■ **Outline annotation records**
* BEGIN *
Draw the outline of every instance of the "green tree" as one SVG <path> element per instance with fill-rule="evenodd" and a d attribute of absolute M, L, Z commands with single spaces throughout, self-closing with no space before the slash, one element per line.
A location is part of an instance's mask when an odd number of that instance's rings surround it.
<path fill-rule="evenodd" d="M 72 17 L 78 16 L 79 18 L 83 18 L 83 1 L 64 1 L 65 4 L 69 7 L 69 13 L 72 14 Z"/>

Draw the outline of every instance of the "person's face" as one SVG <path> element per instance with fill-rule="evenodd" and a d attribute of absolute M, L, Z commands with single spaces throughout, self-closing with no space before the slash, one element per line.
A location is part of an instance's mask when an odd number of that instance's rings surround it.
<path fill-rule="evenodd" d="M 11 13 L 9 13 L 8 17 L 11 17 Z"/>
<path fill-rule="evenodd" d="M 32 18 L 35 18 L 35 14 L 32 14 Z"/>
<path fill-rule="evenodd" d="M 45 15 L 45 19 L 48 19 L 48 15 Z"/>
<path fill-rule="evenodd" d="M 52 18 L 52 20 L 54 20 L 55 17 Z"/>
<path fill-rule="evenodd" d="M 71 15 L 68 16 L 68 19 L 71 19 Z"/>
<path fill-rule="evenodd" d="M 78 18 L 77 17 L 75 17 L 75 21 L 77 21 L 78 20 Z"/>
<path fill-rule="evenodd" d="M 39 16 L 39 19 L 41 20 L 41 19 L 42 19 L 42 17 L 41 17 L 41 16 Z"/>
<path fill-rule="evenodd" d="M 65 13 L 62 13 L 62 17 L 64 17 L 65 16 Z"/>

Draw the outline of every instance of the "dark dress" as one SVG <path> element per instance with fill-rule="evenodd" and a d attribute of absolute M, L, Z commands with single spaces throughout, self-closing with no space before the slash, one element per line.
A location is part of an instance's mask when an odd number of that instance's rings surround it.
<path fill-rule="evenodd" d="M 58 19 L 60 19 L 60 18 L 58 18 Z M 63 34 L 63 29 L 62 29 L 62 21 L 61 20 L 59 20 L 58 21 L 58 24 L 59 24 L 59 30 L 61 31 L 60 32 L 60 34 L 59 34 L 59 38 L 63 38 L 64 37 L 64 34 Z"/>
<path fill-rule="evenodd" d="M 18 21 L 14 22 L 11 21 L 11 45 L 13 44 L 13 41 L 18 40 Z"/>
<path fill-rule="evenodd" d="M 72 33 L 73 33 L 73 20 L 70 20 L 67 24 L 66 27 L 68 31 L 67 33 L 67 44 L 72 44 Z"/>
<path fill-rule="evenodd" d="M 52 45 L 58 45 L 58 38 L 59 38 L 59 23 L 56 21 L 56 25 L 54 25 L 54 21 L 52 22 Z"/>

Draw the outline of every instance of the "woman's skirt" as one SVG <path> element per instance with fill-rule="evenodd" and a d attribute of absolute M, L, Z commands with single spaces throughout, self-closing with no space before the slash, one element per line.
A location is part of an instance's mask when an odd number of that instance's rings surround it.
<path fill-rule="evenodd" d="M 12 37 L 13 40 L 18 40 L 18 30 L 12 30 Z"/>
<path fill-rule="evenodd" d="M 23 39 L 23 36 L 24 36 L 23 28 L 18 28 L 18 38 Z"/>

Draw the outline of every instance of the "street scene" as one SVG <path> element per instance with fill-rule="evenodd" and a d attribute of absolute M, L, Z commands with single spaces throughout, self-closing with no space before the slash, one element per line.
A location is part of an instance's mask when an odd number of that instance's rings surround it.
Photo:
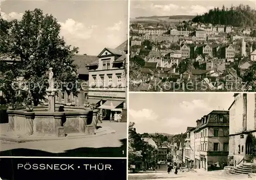
<path fill-rule="evenodd" d="M 0 156 L 126 157 L 127 2 L 0 3 Z"/>
<path fill-rule="evenodd" d="M 132 1 L 130 91 L 255 91 L 253 1 Z"/>
<path fill-rule="evenodd" d="M 256 178 L 256 94 L 131 93 L 129 179 Z"/>

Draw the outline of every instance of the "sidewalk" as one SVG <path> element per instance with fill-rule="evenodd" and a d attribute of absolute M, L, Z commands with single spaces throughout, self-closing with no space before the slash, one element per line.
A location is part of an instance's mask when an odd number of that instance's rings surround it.
<path fill-rule="evenodd" d="M 0 140 L 11 141 L 16 143 L 24 143 L 26 142 L 60 140 L 65 139 L 72 139 L 77 138 L 92 138 L 111 134 L 126 134 L 126 128 L 124 126 L 124 123 L 112 123 L 103 121 L 102 123 L 98 123 L 98 126 L 102 127 L 95 131 L 95 134 L 87 135 L 83 133 L 70 133 L 63 137 L 57 137 L 54 134 L 33 134 L 32 135 L 20 136 L 13 132 L 8 132 L 8 123 L 0 124 Z M 117 132 L 116 130 L 117 131 Z M 124 131 L 123 131 L 124 130 Z"/>

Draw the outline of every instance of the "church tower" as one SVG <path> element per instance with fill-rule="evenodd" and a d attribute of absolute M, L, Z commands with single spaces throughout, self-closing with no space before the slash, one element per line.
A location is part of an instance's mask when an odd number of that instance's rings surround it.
* END *
■ **WORK REQUIRED**
Present every one of the rows above as a numbered list, skipping blank lines. Leave the pictures out of your answer.

■ **TASK RESPONSE**
1. Draw the outline of every instance of the "green tree" as one SVG <path> element per instance with fill-rule="evenodd" and a d attribute of absolute M, L, Z commands with single spaces throughout, self-closing with no space before the slash, one element per line.
2. A location is part of an instance's mask when an odd number of that instance's rings surround it.
3. <path fill-rule="evenodd" d="M 72 17 L 78 16 L 79 18 L 83 18 L 83 1 L 64 1 L 65 4 L 69 7 L 69 13 L 72 14 Z"/>
4. Draw the outline of every instance of the "person's face" as one SVG <path> element per instance with fill-rule="evenodd" and a d attribute of absolute M, L, Z commands with single spaces throughout, self-closing with no space before the slash, one element per line.
5. A location is part of an instance's mask when an odd number of that instance's rings surround it.
6. <path fill-rule="evenodd" d="M 11 13 L 9 13 L 8 17 L 11 17 Z"/>
7. <path fill-rule="evenodd" d="M 32 18 L 35 18 L 35 14 L 32 14 Z"/>
8. <path fill-rule="evenodd" d="M 45 15 L 45 19 L 48 19 L 48 15 Z"/>
9. <path fill-rule="evenodd" d="M 52 18 L 52 20 L 54 20 L 55 17 Z"/>
10. <path fill-rule="evenodd" d="M 71 15 L 68 16 L 68 19 L 71 19 Z"/>
11. <path fill-rule="evenodd" d="M 78 18 L 77 17 L 75 17 L 75 21 L 77 21 L 78 20 Z"/>
12. <path fill-rule="evenodd" d="M 39 16 L 39 19 L 41 20 L 41 19 L 42 19 L 42 17 L 41 17 L 41 16 Z"/>
13. <path fill-rule="evenodd" d="M 65 13 L 62 13 L 62 17 L 64 17 L 65 16 Z"/>
14. Draw the outline of every instance of the "dark dress" as one SVG <path> element per instance with fill-rule="evenodd" and a d attribute of absolute M, L, Z commands with single spaces throughout, self-closing with no space before the slash, one element per line.
15. A location is part of an instance's mask when an odd number of that instance's rings surround it.
16. <path fill-rule="evenodd" d="M 58 19 L 60 19 L 60 18 L 58 18 Z M 63 34 L 63 29 L 62 29 L 62 21 L 61 20 L 59 20 L 58 21 L 58 24 L 59 24 L 59 30 L 61 31 L 60 32 L 60 34 L 59 34 L 59 38 L 63 38 L 64 37 L 64 34 Z"/>
17. <path fill-rule="evenodd" d="M 18 21 L 14 22 L 11 21 L 11 45 L 13 44 L 13 41 L 18 40 Z"/>
18. <path fill-rule="evenodd" d="M 72 33 L 73 33 L 73 20 L 70 20 L 67 24 L 66 27 L 68 31 L 67 33 L 67 44 L 72 44 Z"/>
19. <path fill-rule="evenodd" d="M 52 45 L 58 45 L 58 38 L 59 38 L 59 23 L 56 21 L 56 25 L 54 25 L 54 21 L 52 22 Z"/>
20. Draw the outline of every instance of the "woman's skirt" as one SVG <path> element per instance with fill-rule="evenodd" and a d attribute of absolute M, L, Z commands with single spaces throughout, self-closing with no space before the slash, one element per line.
21. A location is part of an instance's mask when an odd number of that instance's rings surround it.
22. <path fill-rule="evenodd" d="M 12 37 L 13 40 L 18 40 L 18 30 L 12 30 Z"/>
23. <path fill-rule="evenodd" d="M 23 39 L 23 36 L 24 36 L 23 28 L 18 28 L 18 38 Z"/>
24. Draw the outline of every instance of the "street scene" as one SVG <path> element per instance with fill-rule="evenodd" and a d attribute of absolute M, L, Z commands with single spaces throughout, self-closing with no space before the slash, one element per line.
25. A location is part of an instance's mask when an odd number of that instance's rings surround it.
26. Photo:
27. <path fill-rule="evenodd" d="M 0 156 L 126 157 L 127 2 L 0 3 Z"/>
28. <path fill-rule="evenodd" d="M 132 1 L 130 91 L 255 91 L 253 1 Z"/>
29. <path fill-rule="evenodd" d="M 256 178 L 256 94 L 131 93 L 129 179 Z"/>
30. Draw the outline of every instance of the "sidewalk" as one SVG <path> element per instance with fill-rule="evenodd" and a d attribute of absolute M, L, Z commands with single spaces throughout, self-closing with no space before the slash, one element per line.
31. A location is part of an instance's mask when an odd number of that instance's rings surround it.
32. <path fill-rule="evenodd" d="M 0 140 L 11 141 L 16 143 L 24 143 L 26 142 L 60 140 L 65 139 L 72 139 L 77 138 L 92 138 L 111 134 L 126 134 L 126 128 L 124 126 L 124 123 L 112 123 L 103 121 L 102 123 L 98 123 L 98 126 L 102 127 L 95 131 L 95 134 L 87 135 L 83 133 L 70 133 L 63 137 L 57 137 L 54 134 L 33 134 L 32 135 L 20 136 L 13 132 L 8 132 L 8 123 L 0 124 Z M 117 132 L 116 130 L 117 131 Z M 124 131 L 123 131 L 124 130 Z"/>
33. Draw the outline of every instance of the "church tower" as one SVG <path> element per instance with fill-rule="evenodd" and a d attribute of absolute M, L, Z commands with single spaces throughout, self-closing with no space before the slash, one element per line.
34. A location is part of an instance's mask when an odd number of that instance's rings surround it.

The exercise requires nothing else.